(Extract to read)
Swofford says part of joining the Marine Corps was to get a better understanding of his father.

“I joined the Marine Corps in order to figure out something about my father and figure out this mystery, which was his military service and especially his service in war. I needed to get close to the fire in order to understand him.”

Swofford’s memoir  goes back and forth between past and present experiences with his father: In one scene, his father grabs him by the back of the neck as a small boy to show him the dog feces he forgot to pick up on the lawn. In another scene, Swofford shakes with rage as an adult as his father makes racist remarks while boasting of all the women he has slept with (referring to himself as a “pussy hunter” to his son) and encouraging Anthony to “let the venom out” that he knows his son feels for him.

That venom is best seen in the chapter “Letter from My Father,” where Swofford takes his reader on a long, sometimes self-indulgent tirade as he publishes once-private letters his father sent him and responds with overly scathing defenses that quickly become a one-sided “he said/he said” battle.

Now, as Swofford waits in a San Francisco hotel to pick his father up from the airport before a book reading of Hotels, he wonders what his father will think of his latest memoir.

“I’m a little nervous,” he says. “I love my father, and I would hate for a book that I’ve written to get in the way of this reconciliation we’ve made after some tough years.”

Part of those tough years involved the death of his older brother Jeff, who passed away from cancer and whose death provides some of the more emotionally significant pieces of writing in Swofford’s book, giving more context to what caused the disconnect between father and son to grow.

Swofford at times treats his memoir as more of a therapeutic diary, spilling a jumbled mix of emotions onto paper that might be less riveting to readers had he not found success in Jarhead. As he prepares for one of his first public book readings, he considers how audiences will react.

“It’s been a while since I’ve read from a memoir,” he says. “When I was writing the book, my head was kind of in the sand, and I was working away and not thinking about the moment when I’d be standing in a room with 50 people and reading some kind of dark, and not always attractive, things about myself.”

In one of the more self-aware moments of the memoir, Swofford visits disabled military veterans to sign copies of Jarhead and attend a dinner with them, feeling out of place around people who have sacrificed limbs in service of their country.

Reflecting back on his military experience, Swofford discussed some of the hardships veterans can face when returning to civilian life.
(End Extract to read)
(Entries supplied)
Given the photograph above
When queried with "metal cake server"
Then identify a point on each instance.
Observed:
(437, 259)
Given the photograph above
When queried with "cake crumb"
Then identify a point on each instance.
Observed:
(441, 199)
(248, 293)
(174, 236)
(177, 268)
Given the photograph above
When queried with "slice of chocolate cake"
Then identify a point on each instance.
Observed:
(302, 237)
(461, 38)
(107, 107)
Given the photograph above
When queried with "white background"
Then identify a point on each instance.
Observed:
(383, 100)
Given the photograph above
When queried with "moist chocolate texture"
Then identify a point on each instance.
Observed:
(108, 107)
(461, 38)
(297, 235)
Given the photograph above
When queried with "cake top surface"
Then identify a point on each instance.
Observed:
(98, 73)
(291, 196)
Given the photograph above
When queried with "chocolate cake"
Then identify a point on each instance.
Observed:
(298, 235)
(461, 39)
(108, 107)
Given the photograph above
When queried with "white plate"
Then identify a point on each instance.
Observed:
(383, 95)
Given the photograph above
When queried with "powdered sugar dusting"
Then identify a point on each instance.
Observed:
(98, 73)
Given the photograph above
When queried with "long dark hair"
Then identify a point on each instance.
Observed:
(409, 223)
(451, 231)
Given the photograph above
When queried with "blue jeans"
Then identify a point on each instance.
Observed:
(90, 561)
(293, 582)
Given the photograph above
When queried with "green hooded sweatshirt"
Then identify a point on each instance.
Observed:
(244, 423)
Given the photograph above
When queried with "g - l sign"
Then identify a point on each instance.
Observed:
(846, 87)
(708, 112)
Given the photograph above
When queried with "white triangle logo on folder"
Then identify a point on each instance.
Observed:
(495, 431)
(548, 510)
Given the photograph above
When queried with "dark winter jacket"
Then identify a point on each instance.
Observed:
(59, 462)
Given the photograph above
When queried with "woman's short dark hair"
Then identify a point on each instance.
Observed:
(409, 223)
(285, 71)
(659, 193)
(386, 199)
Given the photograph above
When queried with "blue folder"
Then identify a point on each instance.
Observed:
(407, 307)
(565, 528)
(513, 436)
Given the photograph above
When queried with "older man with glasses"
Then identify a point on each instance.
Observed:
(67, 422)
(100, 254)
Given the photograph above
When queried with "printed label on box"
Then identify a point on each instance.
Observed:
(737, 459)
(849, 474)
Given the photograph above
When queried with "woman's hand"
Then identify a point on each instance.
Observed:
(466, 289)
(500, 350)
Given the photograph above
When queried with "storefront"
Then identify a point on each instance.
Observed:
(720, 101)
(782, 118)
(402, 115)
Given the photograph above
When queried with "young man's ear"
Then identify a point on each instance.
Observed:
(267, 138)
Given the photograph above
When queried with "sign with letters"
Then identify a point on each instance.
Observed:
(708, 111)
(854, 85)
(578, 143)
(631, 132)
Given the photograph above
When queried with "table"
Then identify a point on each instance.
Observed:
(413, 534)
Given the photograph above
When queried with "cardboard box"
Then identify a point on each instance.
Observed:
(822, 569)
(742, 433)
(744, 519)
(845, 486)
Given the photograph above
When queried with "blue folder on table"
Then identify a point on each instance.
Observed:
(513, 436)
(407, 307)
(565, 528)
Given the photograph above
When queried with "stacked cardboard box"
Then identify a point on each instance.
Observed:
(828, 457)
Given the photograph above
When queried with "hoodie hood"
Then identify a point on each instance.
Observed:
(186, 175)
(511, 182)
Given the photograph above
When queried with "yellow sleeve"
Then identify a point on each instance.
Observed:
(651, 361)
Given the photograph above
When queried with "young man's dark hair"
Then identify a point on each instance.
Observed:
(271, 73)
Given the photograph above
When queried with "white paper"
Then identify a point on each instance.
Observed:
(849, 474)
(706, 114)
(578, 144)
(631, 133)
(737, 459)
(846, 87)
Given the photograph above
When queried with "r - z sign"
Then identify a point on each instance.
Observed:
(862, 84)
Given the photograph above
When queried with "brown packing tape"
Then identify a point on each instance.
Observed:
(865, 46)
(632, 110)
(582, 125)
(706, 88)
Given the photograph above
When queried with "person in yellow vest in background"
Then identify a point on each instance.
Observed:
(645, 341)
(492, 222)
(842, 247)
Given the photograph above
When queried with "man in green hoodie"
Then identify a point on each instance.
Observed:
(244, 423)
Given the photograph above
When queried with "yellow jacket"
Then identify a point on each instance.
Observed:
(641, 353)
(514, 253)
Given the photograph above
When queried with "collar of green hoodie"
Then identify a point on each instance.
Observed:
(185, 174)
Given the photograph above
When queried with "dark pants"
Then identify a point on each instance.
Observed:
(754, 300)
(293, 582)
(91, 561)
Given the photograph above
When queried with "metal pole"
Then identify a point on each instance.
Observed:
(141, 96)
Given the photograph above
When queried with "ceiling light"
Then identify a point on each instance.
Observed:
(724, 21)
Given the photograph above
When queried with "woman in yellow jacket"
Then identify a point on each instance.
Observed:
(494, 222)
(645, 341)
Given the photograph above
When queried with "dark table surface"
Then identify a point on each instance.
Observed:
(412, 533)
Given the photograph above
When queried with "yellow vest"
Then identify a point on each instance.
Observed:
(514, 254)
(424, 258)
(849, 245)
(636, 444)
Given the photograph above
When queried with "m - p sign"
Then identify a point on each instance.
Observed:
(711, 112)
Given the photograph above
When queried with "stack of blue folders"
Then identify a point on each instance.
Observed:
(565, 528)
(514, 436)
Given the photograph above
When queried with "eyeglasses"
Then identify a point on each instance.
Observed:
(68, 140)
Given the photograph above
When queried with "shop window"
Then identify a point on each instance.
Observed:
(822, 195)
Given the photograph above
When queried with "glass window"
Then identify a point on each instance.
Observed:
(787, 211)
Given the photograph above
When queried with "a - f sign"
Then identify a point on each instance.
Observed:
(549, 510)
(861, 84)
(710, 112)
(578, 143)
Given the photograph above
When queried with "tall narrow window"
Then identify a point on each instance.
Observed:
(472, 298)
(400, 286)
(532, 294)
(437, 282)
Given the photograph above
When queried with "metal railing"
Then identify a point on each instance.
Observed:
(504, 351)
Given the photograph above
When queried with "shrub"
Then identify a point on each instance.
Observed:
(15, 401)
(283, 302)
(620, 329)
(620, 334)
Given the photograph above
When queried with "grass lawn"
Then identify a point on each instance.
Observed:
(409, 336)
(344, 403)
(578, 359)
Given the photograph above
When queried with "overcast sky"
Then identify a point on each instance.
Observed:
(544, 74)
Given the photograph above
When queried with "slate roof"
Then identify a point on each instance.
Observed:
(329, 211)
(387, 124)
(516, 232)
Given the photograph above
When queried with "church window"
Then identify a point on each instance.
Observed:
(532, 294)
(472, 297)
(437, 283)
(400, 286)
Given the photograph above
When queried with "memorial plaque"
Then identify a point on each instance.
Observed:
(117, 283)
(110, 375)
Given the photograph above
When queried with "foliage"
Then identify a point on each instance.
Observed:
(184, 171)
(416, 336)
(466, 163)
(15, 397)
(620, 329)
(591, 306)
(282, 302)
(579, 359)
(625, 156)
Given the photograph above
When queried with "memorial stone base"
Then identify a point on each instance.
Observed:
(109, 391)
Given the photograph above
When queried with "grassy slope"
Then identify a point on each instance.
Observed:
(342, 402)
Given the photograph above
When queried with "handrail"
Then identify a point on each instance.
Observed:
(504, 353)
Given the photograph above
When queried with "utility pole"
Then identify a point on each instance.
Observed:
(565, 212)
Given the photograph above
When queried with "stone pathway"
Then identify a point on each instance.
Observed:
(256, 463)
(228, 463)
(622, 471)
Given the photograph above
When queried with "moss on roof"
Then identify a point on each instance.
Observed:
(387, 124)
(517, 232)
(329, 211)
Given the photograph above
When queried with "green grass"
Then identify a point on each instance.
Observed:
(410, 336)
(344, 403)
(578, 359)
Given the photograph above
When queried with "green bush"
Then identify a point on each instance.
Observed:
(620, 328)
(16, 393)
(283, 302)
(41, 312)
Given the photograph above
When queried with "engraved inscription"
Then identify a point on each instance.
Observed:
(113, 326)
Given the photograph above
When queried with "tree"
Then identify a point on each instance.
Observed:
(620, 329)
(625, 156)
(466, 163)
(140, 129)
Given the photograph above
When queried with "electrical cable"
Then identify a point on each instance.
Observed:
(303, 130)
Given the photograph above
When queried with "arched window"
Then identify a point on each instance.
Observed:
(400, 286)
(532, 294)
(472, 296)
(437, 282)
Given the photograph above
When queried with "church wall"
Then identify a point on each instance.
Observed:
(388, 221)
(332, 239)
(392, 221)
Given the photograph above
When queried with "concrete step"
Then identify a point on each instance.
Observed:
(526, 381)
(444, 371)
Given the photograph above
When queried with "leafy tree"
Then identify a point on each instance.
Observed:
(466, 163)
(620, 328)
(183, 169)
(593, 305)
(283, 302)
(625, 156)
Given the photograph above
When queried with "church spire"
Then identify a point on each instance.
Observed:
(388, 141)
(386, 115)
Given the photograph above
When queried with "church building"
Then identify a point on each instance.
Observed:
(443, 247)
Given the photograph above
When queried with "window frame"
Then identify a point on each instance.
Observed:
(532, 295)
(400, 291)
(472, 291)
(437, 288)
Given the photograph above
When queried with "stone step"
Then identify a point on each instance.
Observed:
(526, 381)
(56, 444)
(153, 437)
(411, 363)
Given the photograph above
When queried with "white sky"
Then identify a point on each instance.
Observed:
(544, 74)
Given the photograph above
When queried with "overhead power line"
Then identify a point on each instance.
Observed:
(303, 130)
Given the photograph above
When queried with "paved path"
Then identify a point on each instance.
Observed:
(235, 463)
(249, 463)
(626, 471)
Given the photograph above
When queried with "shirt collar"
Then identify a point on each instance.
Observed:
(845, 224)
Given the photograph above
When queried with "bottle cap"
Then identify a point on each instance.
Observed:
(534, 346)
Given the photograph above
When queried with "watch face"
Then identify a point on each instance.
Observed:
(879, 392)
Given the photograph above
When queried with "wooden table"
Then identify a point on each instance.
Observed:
(End Entries supplied)
• _Your assignment_:
Edit the part of the text about Swofford's memoir that opens with "Swofford at times" and closes with "of their country.", putting "private journal" in place of "therapeutic diary".

• _Reply to the exercise_:
Swofford at times treats his memoir as more of a private journal, spilling a jumbled mix of emotions onto paper that might be less riveting to readers had he not found success in Jarhead. As he prepares for one of his first public book readings, he considers how audiences will react.

“It’s been a while since I’ve read from a memoir,” he says. “When I was writing the book, my head was kind of in the sand, and I was working away and not thinking about the moment when I’d be standing in a room with 50 people and reading some kind of dark, and not always attractive, things about myself.”

In one of the more self-aware moments of the memoir, Swofford visits disabled military veterans to sign copies of Jarhead and attend a dinner with them, feeling out of place around people who have sacrificed limbs in service of their country.